▸ **TASK TO COMPLETE**
Start your answer with the line containing "In this exercise you will locate the woman's hand" and end it with the last line of the records below, retyping every line between exactly and adding nothing.

▸ **LISTED RECORDS**
======
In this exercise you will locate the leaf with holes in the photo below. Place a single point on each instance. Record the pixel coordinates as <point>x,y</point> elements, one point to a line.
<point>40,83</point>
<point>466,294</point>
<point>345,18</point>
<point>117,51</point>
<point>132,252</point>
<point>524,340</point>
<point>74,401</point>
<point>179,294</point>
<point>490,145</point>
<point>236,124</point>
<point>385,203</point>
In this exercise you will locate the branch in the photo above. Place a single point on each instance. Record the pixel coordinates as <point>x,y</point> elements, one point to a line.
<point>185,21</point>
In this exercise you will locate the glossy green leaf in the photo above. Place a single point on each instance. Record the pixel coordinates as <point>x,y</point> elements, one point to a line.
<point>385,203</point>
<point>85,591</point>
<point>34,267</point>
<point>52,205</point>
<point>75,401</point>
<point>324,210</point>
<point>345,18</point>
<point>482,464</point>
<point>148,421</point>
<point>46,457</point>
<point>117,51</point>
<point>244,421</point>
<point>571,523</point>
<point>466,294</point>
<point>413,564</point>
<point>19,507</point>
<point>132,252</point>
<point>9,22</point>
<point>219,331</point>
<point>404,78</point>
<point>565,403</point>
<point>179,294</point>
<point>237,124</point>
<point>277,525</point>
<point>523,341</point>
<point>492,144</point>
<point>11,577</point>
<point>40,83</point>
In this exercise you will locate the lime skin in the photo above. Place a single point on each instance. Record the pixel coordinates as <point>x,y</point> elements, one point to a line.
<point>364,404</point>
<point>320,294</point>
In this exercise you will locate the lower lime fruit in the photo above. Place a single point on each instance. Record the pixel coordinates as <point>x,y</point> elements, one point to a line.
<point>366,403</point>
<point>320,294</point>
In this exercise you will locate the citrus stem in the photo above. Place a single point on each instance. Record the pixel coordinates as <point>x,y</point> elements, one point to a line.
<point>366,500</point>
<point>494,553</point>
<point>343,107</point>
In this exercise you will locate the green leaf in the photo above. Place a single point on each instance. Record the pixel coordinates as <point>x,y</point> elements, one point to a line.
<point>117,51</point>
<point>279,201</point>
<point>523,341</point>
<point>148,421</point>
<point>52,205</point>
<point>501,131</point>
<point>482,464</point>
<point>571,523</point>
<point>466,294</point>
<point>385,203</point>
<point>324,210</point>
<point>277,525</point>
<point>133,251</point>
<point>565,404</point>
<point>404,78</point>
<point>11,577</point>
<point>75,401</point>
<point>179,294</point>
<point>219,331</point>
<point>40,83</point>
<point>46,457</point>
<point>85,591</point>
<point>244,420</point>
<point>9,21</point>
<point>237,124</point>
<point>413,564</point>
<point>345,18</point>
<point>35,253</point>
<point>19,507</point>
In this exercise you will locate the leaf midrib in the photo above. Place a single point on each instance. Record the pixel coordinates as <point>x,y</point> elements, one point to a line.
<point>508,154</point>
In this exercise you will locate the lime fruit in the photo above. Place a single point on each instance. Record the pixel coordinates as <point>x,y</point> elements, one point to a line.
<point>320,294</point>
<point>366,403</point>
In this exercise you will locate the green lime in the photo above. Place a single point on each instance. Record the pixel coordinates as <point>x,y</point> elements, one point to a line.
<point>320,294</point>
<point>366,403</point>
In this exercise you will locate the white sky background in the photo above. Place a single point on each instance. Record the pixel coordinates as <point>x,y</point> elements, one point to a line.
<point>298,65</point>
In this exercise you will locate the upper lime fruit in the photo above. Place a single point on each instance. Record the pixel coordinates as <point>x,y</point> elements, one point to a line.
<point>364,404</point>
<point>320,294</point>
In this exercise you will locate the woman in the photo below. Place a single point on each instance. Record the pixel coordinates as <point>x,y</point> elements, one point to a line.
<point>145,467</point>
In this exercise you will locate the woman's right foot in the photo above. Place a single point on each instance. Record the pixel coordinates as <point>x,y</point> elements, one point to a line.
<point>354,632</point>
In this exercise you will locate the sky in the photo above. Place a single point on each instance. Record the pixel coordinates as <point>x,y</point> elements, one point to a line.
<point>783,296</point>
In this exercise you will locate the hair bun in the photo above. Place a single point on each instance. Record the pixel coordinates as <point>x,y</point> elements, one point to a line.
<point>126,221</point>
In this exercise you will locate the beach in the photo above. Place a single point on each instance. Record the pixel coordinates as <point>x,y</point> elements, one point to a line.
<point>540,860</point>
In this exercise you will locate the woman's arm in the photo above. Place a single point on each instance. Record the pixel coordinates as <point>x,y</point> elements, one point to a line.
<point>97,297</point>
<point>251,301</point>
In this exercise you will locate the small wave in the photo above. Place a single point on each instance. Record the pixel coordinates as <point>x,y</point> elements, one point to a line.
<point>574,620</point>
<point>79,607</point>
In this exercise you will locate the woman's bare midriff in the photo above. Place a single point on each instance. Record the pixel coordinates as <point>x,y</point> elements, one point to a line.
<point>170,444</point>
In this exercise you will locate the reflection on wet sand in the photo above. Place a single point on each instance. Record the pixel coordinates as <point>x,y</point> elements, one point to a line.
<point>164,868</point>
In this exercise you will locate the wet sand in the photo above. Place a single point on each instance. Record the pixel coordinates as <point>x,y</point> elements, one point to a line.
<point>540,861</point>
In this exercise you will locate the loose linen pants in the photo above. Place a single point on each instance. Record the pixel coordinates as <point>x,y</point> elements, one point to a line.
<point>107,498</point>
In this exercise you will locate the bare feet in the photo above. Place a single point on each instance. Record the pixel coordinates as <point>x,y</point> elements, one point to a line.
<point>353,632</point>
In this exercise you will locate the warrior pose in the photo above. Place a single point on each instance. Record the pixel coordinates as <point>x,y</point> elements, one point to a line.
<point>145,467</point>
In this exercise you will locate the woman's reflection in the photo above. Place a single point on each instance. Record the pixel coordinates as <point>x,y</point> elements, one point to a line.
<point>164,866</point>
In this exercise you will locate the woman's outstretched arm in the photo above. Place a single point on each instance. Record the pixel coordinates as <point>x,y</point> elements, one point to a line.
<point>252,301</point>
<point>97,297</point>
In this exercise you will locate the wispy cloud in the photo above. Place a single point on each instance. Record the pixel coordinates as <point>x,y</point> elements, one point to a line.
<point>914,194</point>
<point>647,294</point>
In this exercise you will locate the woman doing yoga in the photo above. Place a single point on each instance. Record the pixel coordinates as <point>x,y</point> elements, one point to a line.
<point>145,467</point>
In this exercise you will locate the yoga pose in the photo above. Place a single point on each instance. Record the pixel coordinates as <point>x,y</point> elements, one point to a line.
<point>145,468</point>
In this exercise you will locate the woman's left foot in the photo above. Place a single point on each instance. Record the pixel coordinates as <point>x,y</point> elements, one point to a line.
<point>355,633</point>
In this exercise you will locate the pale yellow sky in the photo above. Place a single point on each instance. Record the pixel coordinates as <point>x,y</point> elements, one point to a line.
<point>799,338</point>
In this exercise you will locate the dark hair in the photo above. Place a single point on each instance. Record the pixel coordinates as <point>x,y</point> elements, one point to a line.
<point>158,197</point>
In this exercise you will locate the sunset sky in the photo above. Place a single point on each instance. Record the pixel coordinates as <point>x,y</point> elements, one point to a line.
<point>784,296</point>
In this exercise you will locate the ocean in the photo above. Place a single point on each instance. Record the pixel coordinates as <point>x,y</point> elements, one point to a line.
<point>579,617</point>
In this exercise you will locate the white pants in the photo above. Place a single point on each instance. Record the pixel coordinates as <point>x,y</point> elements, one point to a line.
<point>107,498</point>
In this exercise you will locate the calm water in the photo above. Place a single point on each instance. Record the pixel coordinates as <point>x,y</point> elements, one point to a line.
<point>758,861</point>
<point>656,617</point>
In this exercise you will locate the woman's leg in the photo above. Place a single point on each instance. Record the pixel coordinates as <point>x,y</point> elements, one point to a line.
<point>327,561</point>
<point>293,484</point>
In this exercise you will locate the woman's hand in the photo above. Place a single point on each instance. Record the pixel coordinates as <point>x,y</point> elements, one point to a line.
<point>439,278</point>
======
▸ **EXERCISE RESULT**
In this exercise you will locate the woman's hand in the photo above. Place a single point on each instance. Record the pixel coordinates as <point>x,y</point> elements, one point to a line.
<point>439,278</point>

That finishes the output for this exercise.